#### [Exercise directions]
Could you reproduce the lines of the records below, starting at the beginning of the records and ending at the line that contains "positive clicks: (601, 492)", leaving the pictures out?

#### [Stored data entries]
* * * * * * * * *
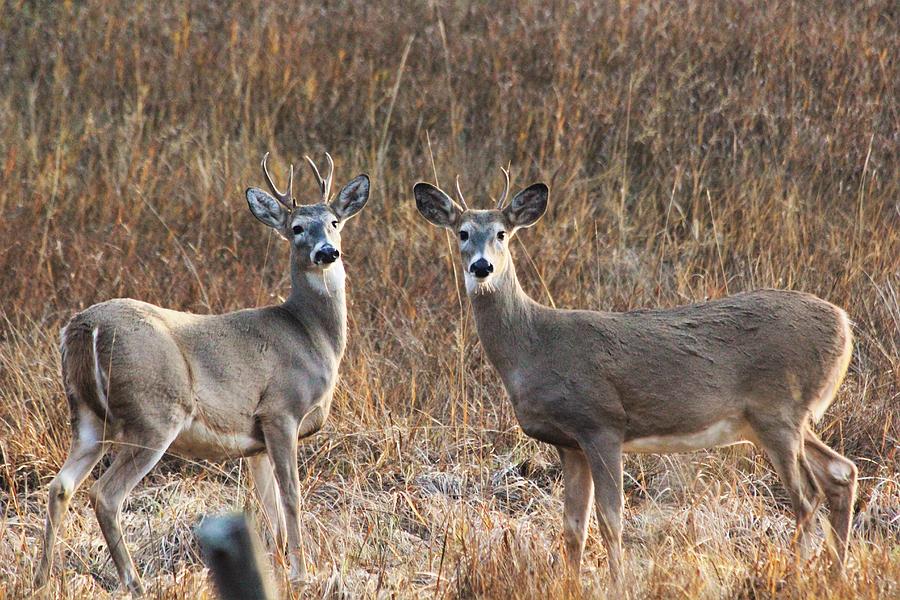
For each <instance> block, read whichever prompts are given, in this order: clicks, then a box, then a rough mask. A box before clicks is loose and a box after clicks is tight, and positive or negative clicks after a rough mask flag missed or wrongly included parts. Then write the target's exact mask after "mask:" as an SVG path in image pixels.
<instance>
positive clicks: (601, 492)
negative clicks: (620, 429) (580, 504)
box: [582, 431, 625, 587]
mask: <svg viewBox="0 0 900 600" xmlns="http://www.w3.org/2000/svg"><path fill="white" fill-rule="evenodd" d="M582 448H583V450H584V453H585V455H586V456H587V460H588V463H589V464H590V467H591V474H592V476H593V479H594V497H595V501H596V504H597V517H598V521H599V525H600V535H602V536H603V541H604V542H605V543H606V553H607V559H608V561H609V574H610V578H611V579H612V581H613V584H614V585H615V586H616V587H618V586H619V585H620V584H621V582H622V513H623V511H624V504H625V498H624V496H623V492H622V435H621V433H618V432H614V431H610V432H604V433H602V434H599V435H596V436H595V437H594V438H593V439H591V440H590V441H589V442H588V443H587V444H584V445H583V446H582Z"/></svg>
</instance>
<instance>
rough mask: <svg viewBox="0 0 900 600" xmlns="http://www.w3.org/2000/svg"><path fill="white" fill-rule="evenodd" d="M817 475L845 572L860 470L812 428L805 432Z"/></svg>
mask: <svg viewBox="0 0 900 600" xmlns="http://www.w3.org/2000/svg"><path fill="white" fill-rule="evenodd" d="M803 441H804V446H805V448H806V450H807V452H808V456H809V460H810V464H811V466H812V472H813V475H814V476H815V478H816V481H818V483H819V485H820V486H821V488H822V491H823V492H824V494H825V500H826V502H827V503H828V510H829V515H828V522H829V525H830V526H831V527H830V531H829V532H828V536H827V540H828V546H829V548H830V549H831V551H832V553H833V554H834V556H835V558H836V563H835V566H836V568H837V570H838V571H842V570H843V568H844V564H845V562H846V557H847V547H848V544H849V542H850V524H851V520H852V518H853V504H854V502H855V501H856V478H857V469H856V465H854V464H853V462H852V461H850V460H849V459H848V458H847V457H845V456H842V455H840V454H838V453H837V452H835V451H834V450H832V449H831V448H829V447H828V446H827V445H826V444H825V443H824V442H823V441H822V440H820V439H819V438H818V436H817V435H816V434H815V433H813V432H812V430H810V429H809V428H806V429H805V431H804V432H803Z"/></svg>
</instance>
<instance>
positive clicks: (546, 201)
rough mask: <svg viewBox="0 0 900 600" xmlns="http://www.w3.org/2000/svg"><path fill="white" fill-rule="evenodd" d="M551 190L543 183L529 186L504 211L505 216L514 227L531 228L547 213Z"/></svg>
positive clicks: (512, 200) (513, 198) (513, 227)
mask: <svg viewBox="0 0 900 600" xmlns="http://www.w3.org/2000/svg"><path fill="white" fill-rule="evenodd" d="M549 195H550V189H549V188H548V187H547V186H546V185H545V184H543V183H535V184H533V185H530V186H528V187H527V188H525V189H524V190H522V191H521V192H519V193H518V194H516V195H515V197H513V199H512V202H510V203H509V206H507V207H506V208H504V209H503V215H504V216H505V217H506V220H507V221H508V222H509V224H510V225H511V226H512V227H513V229H519V228H521V227H531V226H532V225H534V224H535V223H537V222H538V221H539V220H540V218H541V217H543V216H544V213H545V212H547V199H548V197H549Z"/></svg>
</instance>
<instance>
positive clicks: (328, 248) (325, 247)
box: [316, 246, 341, 265]
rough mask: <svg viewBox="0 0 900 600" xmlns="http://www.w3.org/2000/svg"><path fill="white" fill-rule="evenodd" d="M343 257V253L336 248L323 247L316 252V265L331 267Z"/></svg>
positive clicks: (325, 246) (330, 247) (323, 246)
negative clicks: (342, 254)
mask: <svg viewBox="0 0 900 600" xmlns="http://www.w3.org/2000/svg"><path fill="white" fill-rule="evenodd" d="M340 257H341V252H340V250H338V249H337V248H335V247H334V246H323V247H322V248H321V249H319V250H316V264H319V265H330V264H331V263H333V262H334V261H336V260H337V259H339V258H340Z"/></svg>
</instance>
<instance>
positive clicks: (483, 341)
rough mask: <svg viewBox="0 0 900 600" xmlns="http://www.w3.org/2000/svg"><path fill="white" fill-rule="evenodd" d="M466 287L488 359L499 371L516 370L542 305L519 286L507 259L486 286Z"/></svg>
mask: <svg viewBox="0 0 900 600" xmlns="http://www.w3.org/2000/svg"><path fill="white" fill-rule="evenodd" d="M466 287H467V291H468V295H469V299H470V300H471V302H472V310H473V312H474V313H475V325H476V327H477V329H478V338H479V339H480V340H481V345H482V346H483V347H484V351H485V353H486V354H487V357H488V360H490V361H491V363H492V364H493V365H494V367H495V368H496V369H497V370H498V371H500V372H501V373H504V372H507V371H510V370H514V369H516V368H517V366H519V365H521V364H522V358H523V355H527V354H528V353H529V352H530V351H531V347H532V345H533V341H534V340H535V335H534V333H535V322H536V319H537V318H539V316H540V313H541V311H542V309H544V308H545V307H542V306H541V305H540V304H538V303H537V302H535V301H534V300H532V299H531V298H530V297H529V296H528V294H526V293H525V290H523V289H522V286H521V285H520V284H519V278H518V277H517V276H516V269H515V265H513V262H512V259H511V258H510V260H509V261H508V263H507V267H506V269H505V270H504V271H503V273H500V274H499V275H497V276H496V279H495V280H494V281H493V282H492V285H491V287H490V288H488V287H486V286H485V287H483V288H482V287H476V288H473V287H471V286H466Z"/></svg>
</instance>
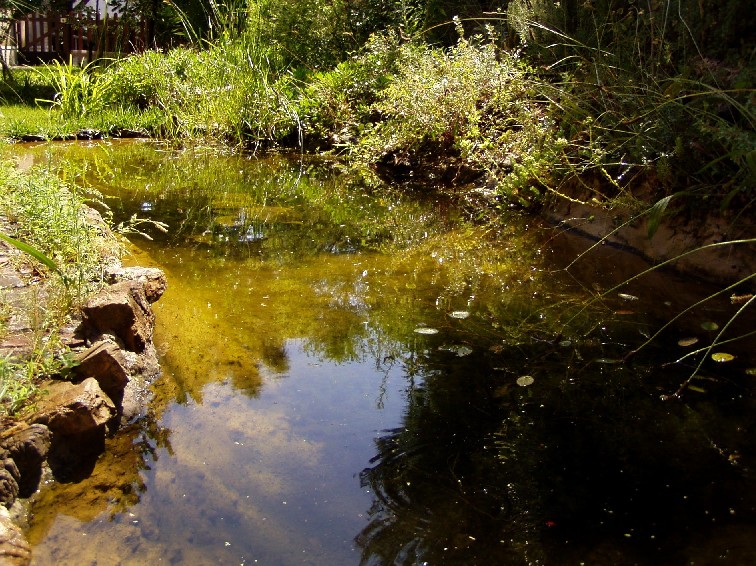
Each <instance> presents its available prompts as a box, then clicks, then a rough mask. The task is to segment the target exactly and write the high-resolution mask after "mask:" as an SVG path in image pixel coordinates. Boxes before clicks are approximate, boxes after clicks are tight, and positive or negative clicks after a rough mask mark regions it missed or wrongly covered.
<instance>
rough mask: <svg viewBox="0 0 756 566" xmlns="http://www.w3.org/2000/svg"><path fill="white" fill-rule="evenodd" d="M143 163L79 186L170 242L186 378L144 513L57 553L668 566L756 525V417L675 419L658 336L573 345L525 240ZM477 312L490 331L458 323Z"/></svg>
mask: <svg viewBox="0 0 756 566" xmlns="http://www.w3.org/2000/svg"><path fill="white" fill-rule="evenodd" d="M134 147H135V149H134V153H133V154H132V155H131V156H128V155H127V154H125V153H124V154H120V153H119V151H120V150H119V149H118V148H115V147H113V148H109V149H107V150H103V153H102V154H101V155H99V156H95V158H92V155H91V153H90V154H88V155H82V156H81V159H82V160H83V161H82V163H83V164H82V165H77V166H76V168H78V169H79V170H80V171H82V175H83V178H85V179H86V180H87V182H89V183H90V184H91V185H92V186H94V187H97V188H98V189H99V190H100V191H101V192H102V193H103V194H104V195H105V198H106V200H107V201H108V202H109V203H110V204H111V206H112V208H113V210H114V213H115V214H116V216H117V218H128V217H129V216H130V215H131V214H133V213H134V212H135V211H140V212H141V213H143V214H149V215H150V217H151V218H154V219H156V220H161V221H165V222H167V223H168V224H169V225H170V230H169V232H168V234H161V233H154V234H151V235H152V236H153V237H154V238H155V242H149V241H142V240H139V239H138V238H136V237H135V239H134V242H135V243H136V244H137V245H138V246H139V248H140V249H139V253H140V254H141V255H140V256H139V257H138V258H135V261H138V262H142V261H143V260H144V262H146V263H152V264H153V265H158V266H160V267H162V268H163V269H165V271H166V272H167V274H168V279H169V290H168V291H167V293H166V295H165V297H164V298H163V300H161V301H160V302H159V303H157V304H156V311H157V315H158V328H157V330H156V340H157V342H158V347H159V348H160V350H161V351H162V352H163V356H162V360H163V363H164V371H165V376H164V378H163V380H162V382H161V383H160V384H159V385H158V387H157V392H156V393H157V394H156V401H155V402H154V403H153V405H152V407H151V413H152V415H153V418H154V420H150V421H147V422H145V423H144V424H143V428H141V429H140V430H138V432H137V434H136V436H135V437H134V442H135V445H139V446H143V447H144V448H143V451H142V452H141V454H142V456H143V457H142V458H141V460H139V461H135V462H133V463H132V464H130V470H131V471H129V472H127V473H125V474H124V475H123V477H124V478H126V479H125V480H124V482H123V484H126V485H129V486H133V487H134V488H135V491H134V493H137V494H138V496H137V497H124V498H123V499H121V500H120V501H122V502H123V506H122V507H119V506H118V505H117V504H115V503H114V502H113V501H115V499H114V500H113V501H111V500H110V499H108V498H107V497H105V498H103V499H102V507H98V514H97V517H95V518H94V519H92V520H91V521H90V520H89V519H87V521H88V522H85V523H80V524H78V525H76V523H75V521H68V520H67V519H66V516H65V503H64V504H63V505H61V506H60V508H59V509H57V510H56V511H53V512H52V513H50V514H49V515H48V516H47V518H46V519H45V521H44V525H39V526H38V527H35V528H38V529H39V530H37V531H35V532H37V533H38V536H36V538H35V539H34V541H35V544H37V545H39V546H40V547H44V548H48V549H53V548H55V545H56V544H57V542H56V541H57V540H62V539H66V540H68V539H70V538H71V535H72V533H75V534H76V535H77V536H76V541H77V546H79V545H81V544H82V542H81V541H82V540H83V539H90V540H91V541H92V542H91V543H90V545H91V546H90V547H89V548H88V550H83V549H82V548H77V552H81V553H82V554H83V555H86V556H92V555H95V557H96V554H97V552H98V551H99V552H107V550H108V549H117V550H118V551H120V554H119V555H124V553H125V552H128V551H129V549H130V551H131V552H133V553H134V554H133V557H134V559H135V561H138V560H140V559H144V560H148V561H149V560H150V559H151V558H154V557H156V556H163V557H166V559H168V558H170V560H173V561H175V562H182V561H183V562H185V563H187V562H192V561H193V562H194V563H202V562H203V561H205V562H209V561H211V560H215V561H217V560H218V559H219V557H220V558H222V560H223V561H225V562H228V563H232V561H234V560H235V561H236V562H238V563H241V562H242V561H247V562H251V561H252V560H255V559H257V560H259V561H264V562H268V563H281V562H282V561H287V560H288V561H294V560H301V558H302V556H307V557H309V558H310V559H311V560H312V561H313V562H315V563H349V562H353V561H354V560H355V554H354V552H355V551H354V549H355V548H357V549H358V551H359V552H360V554H361V558H360V559H361V560H363V561H365V562H370V561H375V562H395V561H401V560H403V559H404V558H405V557H406V556H412V557H413V558H414V557H417V558H418V560H424V561H428V562H431V563H446V564H470V563H479V562H483V561H488V562H496V563H502V564H520V563H524V562H525V561H526V559H527V560H530V561H532V560H539V561H541V562H544V563H552V562H554V563H555V562H556V561H570V562H575V563H578V562H580V561H583V562H586V563H603V562H605V561H606V560H605V559H606V557H607V556H611V557H619V558H618V559H621V560H625V559H627V561H632V562H644V561H645V562H647V563H655V562H674V561H675V560H676V559H677V558H678V557H681V556H682V557H683V558H682V559H681V560H683V561H686V560H687V559H688V558H689V559H690V560H687V561H693V560H695V559H697V558H699V557H706V556H708V555H709V554H710V552H711V549H708V550H707V549H706V548H699V549H695V548H694V547H695V545H697V544H700V540H701V536H700V535H701V533H702V532H710V529H709V524H708V523H707V524H706V525H705V526H704V527H701V525H700V524H697V523H696V521H695V520H692V519H691V517H699V516H704V513H703V511H704V510H706V511H709V514H708V515H706V517H711V518H713V519H716V525H726V526H728V527H732V528H734V529H740V530H743V529H745V527H746V526H747V524H746V523H740V524H739V523H737V522H734V521H737V518H738V517H742V516H746V515H747V513H748V509H750V508H752V507H753V505H754V501H753V496H752V495H750V494H751V493H754V492H756V490H752V489H743V486H744V485H745V486H748V485H750V484H749V482H750V480H749V478H748V477H745V476H743V475H741V474H740V470H741V469H746V468H748V467H749V466H751V465H752V464H753V463H752V462H750V460H752V458H751V457H750V456H749V454H752V453H754V452H756V451H754V450H753V448H754V447H753V442H752V441H751V440H750V438H749V437H747V436H746V435H743V434H741V433H739V432H738V427H739V426H740V425H741V424H742V423H736V422H735V421H734V420H732V419H730V418H729V417H728V414H727V413H728V411H727V408H728V407H731V408H732V409H733V410H732V413H733V414H741V415H742V414H752V413H753V411H752V410H751V409H753V407H752V402H751V401H750V400H749V398H748V397H747V396H742V395H741V396H740V397H738V396H731V397H730V396H728V395H727V393H728V392H729V391H730V390H729V389H727V388H728V387H730V385H729V384H728V383H726V382H722V383H719V382H716V383H714V382H712V384H711V385H707V395H698V396H696V400H695V402H696V403H697V405H695V406H694V407H693V408H694V410H691V409H690V408H689V407H687V406H685V404H684V403H676V404H672V405H664V406H663V409H660V407H659V404H658V402H657V401H656V400H657V399H658V396H659V390H660V389H662V390H664V388H665V387H666V388H670V387H676V386H677V385H678V384H679V383H680V381H681V380H680V379H679V378H678V377H677V376H675V375H668V374H665V373H664V372H660V371H658V369H655V366H654V364H651V365H649V366H646V365H644V364H643V363H640V362H639V363H634V364H633V366H632V367H631V366H628V365H625V364H620V363H616V362H617V361H619V360H621V358H622V355H624V353H626V351H625V350H624V349H623V348H624V345H625V344H630V343H633V342H632V340H633V339H638V336H639V334H638V326H637V324H636V323H635V322H628V323H624V322H621V321H615V320H614V318H615V317H613V316H611V315H609V314H606V313H604V312H602V311H601V310H598V309H588V310H587V312H586V313H585V317H584V318H580V319H578V320H577V324H575V325H574V326H570V327H569V328H567V329H566V331H564V333H563V334H562V332H563V330H564V321H565V319H567V318H569V317H568V316H567V315H565V313H568V314H570V313H571V312H574V311H575V310H577V308H576V309H573V310H572V311H571V310H570V309H571V308H572V307H578V308H582V307H583V306H584V305H585V299H584V298H583V297H582V296H581V295H580V294H579V293H573V292H572V291H570V290H569V287H568V285H567V282H565V281H560V278H559V276H558V274H554V273H550V272H546V271H545V269H544V267H543V266H542V264H540V263H539V260H538V258H537V257H535V254H534V253H533V251H534V250H536V249H538V246H537V245H535V244H534V243H533V242H532V241H531V240H529V239H528V236H527V235H526V234H523V233H522V232H524V229H523V228H522V225H521V224H518V219H517V218H513V219H512V221H511V223H510V224H508V225H507V226H504V227H502V228H501V230H500V236H501V237H500V238H498V239H497V238H494V237H492V231H491V230H490V229H488V228H486V227H479V226H475V225H472V224H467V223H464V222H460V219H459V218H460V216H461V215H460V214H459V213H458V212H456V211H454V210H453V207H451V206H450V203H448V202H445V203H443V205H440V204H439V203H436V202H434V201H430V202H426V201H423V199H419V200H415V199H412V198H410V196H408V195H407V194H406V193H402V192H400V191H392V190H387V192H386V193H385V194H383V195H381V196H380V198H378V197H377V195H376V194H373V193H371V192H370V191H367V190H366V189H364V188H360V187H359V186H358V185H349V184H347V185H344V184H343V183H342V182H343V181H344V179H341V180H336V179H333V178H331V177H329V176H327V175H321V174H320V172H319V171H318V167H317V166H316V165H313V166H312V171H311V172H308V173H307V174H302V171H301V169H300V164H299V163H298V162H297V161H288V160H286V159H282V158H278V157H276V158H272V159H270V160H267V159H264V160H257V161H255V160H249V159H246V158H243V157H224V156H218V155H203V154H201V153H197V152H194V155H192V152H182V153H173V152H154V150H153V149H148V148H147V147H141V146H138V145H135V146H134ZM90 150H91V148H90ZM85 153H86V152H85ZM98 160H99V161H98ZM145 202H149V203H152V204H151V207H148V208H147V209H145V210H142V205H143V204H144V203H145ZM544 273H547V275H546V276H544ZM639 295H640V296H651V295H650V293H648V292H643V294H642V295H641V293H640V291H639ZM545 296H550V297H551V298H550V299H549V300H548V301H547V300H545V299H544V297H545ZM550 301H553V302H550ZM463 305H464V307H463V308H467V305H470V306H469V308H470V311H472V312H474V313H475V316H474V317H472V316H471V317H469V318H467V319H462V318H459V319H457V320H455V318H457V317H454V316H450V314H449V313H454V312H457V311H456V309H459V308H460V306H463ZM460 312H463V311H460ZM464 312H468V311H464ZM709 316H711V315H709ZM420 321H422V322H423V323H425V324H426V325H427V326H425V327H421V326H418V323H419V322H420ZM697 324H698V322H697V321H696V322H695V323H694V325H695V326H697ZM418 328H432V329H438V330H440V332H439V334H441V333H443V341H444V343H445V344H451V345H453V346H463V345H464V347H465V348H466V349H467V348H469V349H470V350H472V351H471V352H467V350H466V349H465V350H464V351H465V354H466V355H464V356H458V355H454V351H452V350H446V349H444V348H443V346H442V347H441V349H439V348H438V347H436V345H437V344H438V342H437V341H438V340H439V338H438V337H437V338H433V337H432V336H429V337H423V336H421V335H417V334H416V333H415V332H414V331H415V330H416V329H418ZM688 333H690V329H688V330H687V331H686V332H685V333H682V332H680V333H679V334H678V335H682V336H685V335H688ZM468 344H469V346H468ZM591 361H602V362H604V363H590V362H591ZM610 362H611V363H610ZM524 374H528V375H524ZM532 376H537V377H538V383H537V385H535V378H533V377H532ZM525 377H530V378H531V379H533V380H534V381H533V382H531V383H529V385H523V386H522V387H520V386H518V385H517V382H518V379H523V378H525ZM672 390H674V389H672ZM716 398H720V399H727V403H729V405H725V408H724V409H722V408H721V407H717V405H716V404H714V402H713V399H716ZM701 415H704V416H705V417H706V418H704V419H702V418H700V417H701ZM703 429H705V430H706V432H707V433H708V434H710V435H711V438H712V441H713V442H716V443H717V446H726V447H727V448H728V450H731V451H732V452H731V453H734V452H737V453H738V454H741V455H742V456H741V458H740V461H741V464H742V467H740V465H739V466H738V467H736V466H733V464H732V463H731V462H730V461H729V460H728V458H727V457H721V455H720V454H719V453H718V452H716V451H713V450H712V449H711V446H710V444H709V443H702V442H701V431H702V430H703ZM725 456H726V454H725ZM116 469H117V468H116ZM733 474H734V476H733ZM135 478H137V479H138V481H136V480H135ZM83 481H84V482H85V483H83V484H82V485H81V487H80V489H81V490H86V486H87V485H89V486H90V489H93V490H95V491H96V489H95V488H96V487H97V486H96V485H93V484H96V478H95V479H93V480H92V482H93V483H90V484H87V483H86V482H87V481H88V480H83ZM116 483H117V482H116ZM116 499H117V498H116ZM135 499H136V500H137V501H135ZM660 502H661V503H662V504H660ZM730 508H732V509H733V510H735V514H731V513H730V511H729V510H730ZM609 511H612V513H611V514H610V513H609ZM132 515H133V516H132ZM707 520H708V519H707ZM547 523H548V524H551V523H553V525H554V526H548V525H547ZM712 524H714V522H712ZM681 532H682V533H687V534H683V535H681V534H680V533H681ZM738 532H739V531H738ZM84 533H86V536H84ZM625 533H632V534H633V537H632V542H633V544H632V547H629V546H627V545H625V544H624V536H623V535H624V534H625ZM79 535H81V536H79ZM712 536H713V538H712V539H709V540H717V539H721V538H723V536H724V535H722V534H719V535H718V534H717V533H714V534H713V535H712ZM565 540H569V541H571V542H570V544H565V543H564V541H565ZM651 540H653V541H654V542H653V543H652V544H651V543H649V545H643V544H640V543H639V542H638V541H651ZM501 541H504V542H501ZM618 541H619V542H618ZM227 543H228V545H227ZM712 544H713V543H712ZM748 544H751V548H752V543H748ZM97 547H99V550H98V548H97ZM397 549H400V550H397ZM41 552H42V550H41V549H40V553H41ZM61 552H63V551H61ZM40 556H42V554H40ZM61 556H63V557H64V558H65V556H69V557H70V553H69V555H66V554H65V553H64V552H63V554H62V555H61ZM52 561H53V560H51V562H52Z"/></svg>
* * * * * * * * *
#### [Exercise output]
For each <instance> block, read whichever prompts are given, in this order: clicks, then a box, then a rough mask. A box before clicks is loose and a box after clicks is tight, and positive or negative clicks after a rough mask flag missed or wrongly included parts. Then write the target's exact mask after "mask:" as an SVG path in image pixels.
<instance>
positive clicks: (601, 492)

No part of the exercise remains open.